After a burst of activity in the early to mid 1990s, there was a lull in work on incremental indexing until a series of papers by Lester et al. [?, ?]. Their basic strategy was to first perform in-memory inversion within a bounded buffer, for example, using the technique of Heinz and Zobel [?]. Inevitably (under the assumptions of limited memory), postings must be flushed to disk. Lester et al. outlined three options for what to do once memory is exhausted: rebuild the index on disk from scratch (not very practical), modify postings in place on disk (practical only for small updates), or to selectively merge in-memory and on-disk segments and rewrite to another region on disk. In particular, they explored a geometric partitioning and hierarchical merging strategy that limits the number of outstanding partitions, thereby controlling query costs. The same basic idea was described at around the same time by Büttcher et al. [?], who called their approach “logarithmic merge”. Both approaches were subsequently generalized by Guo et al. [?], who introduced a method to dynamically adjust the sequence of segment merges. Recently, researchers have applied some of these techniques to solid state disks (SSDs) [?], which manifest performance characteristics that are different from both RAM and disk; however, a full discussion of SSDs is beyond the scope of this work.
Using the basic buffer-and-flush approach, Margaritis and Anastasiadis [?] make a different design choice: when the in-memory buffer reaches capacity, instead of flushing the entire in-memory index, they choose to flush only a portion of the term space (a contiguous range of terms based on lexicographic sort order), performing a merge with the corresponding on-disk portions of the inverted lists. The advantage of this is that it does not lead to a proliferation of index segments, compared to Lester et al. [?].
The above review focuses on incremental indexing, but of course, there has been a lot of work on indexing in general; see [?] for a survey. One way to ensure contiguous postings lists is to adopt a two-pass approach [?, ?, ?], which is impractical for incremental indexing. Moffat and Bell [?] proposed a single-pass, sort-based approach (later improved by Heinz and Zobel [?]): in their method, whenever memory is exhausted, the in-memory postings are flushed to disk as separate index segments. A final post-processing step merges these individual segments into a single index. Again, this approach is unsuitable for incremental indexing.
In terms of work specifically focused on in-memory indexing, Luk and Lam [?] proposed an in-memory storage allocation scheme based on variable-size linked lists. However, it is unclear if the approach is scalable: they only report experiments on old TREC collections that are over an order of magnitude smaller than the ones we explore here. Furthermore, their work used a relatively inefficient technique for postings compression (variable-length integers) and does not build full positional indexes, as we do.
Recently, Busch et al. [?] detailed the architecture of Earlybird, the in-memory retrieval engine that powers Twitter’s real-time search. The design takes advantage of the fact that tweets are very short and incorporates a number of optimizations that do not work in the general case—it cannot handle arbitrary collections, as we do. Earlybird adopts a federated architecture, where each server holds a dozen separate index segments, only one of which (the “active” segment) ingests new tweets. In the active segment, postings are not compressed, which simplifies the indexing algorithm. In contrast, we build a single monolithic index and compress postings on the fly, representing a different point in the design space of possible in-memory architectures.

> [Data rows]
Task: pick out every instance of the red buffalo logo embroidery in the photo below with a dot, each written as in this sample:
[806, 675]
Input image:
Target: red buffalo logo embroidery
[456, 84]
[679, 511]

> [To-do list]
(1) In the indexing passage, what did Büttcher et al. call their approach?
(2) Please copy out all of the records verbatim, line for line.
The indexing passage and the records are independent of each other.

> [Answers to the exercise]
(1) They called it "logarithmic merge."

(2)
Task: pick out every instance of the red buffalo logo embroidery in the photo below with a dot, each written as in this sample:
[806, 675]
Input image:
Target: red buffalo logo embroidery
[456, 84]
[679, 511]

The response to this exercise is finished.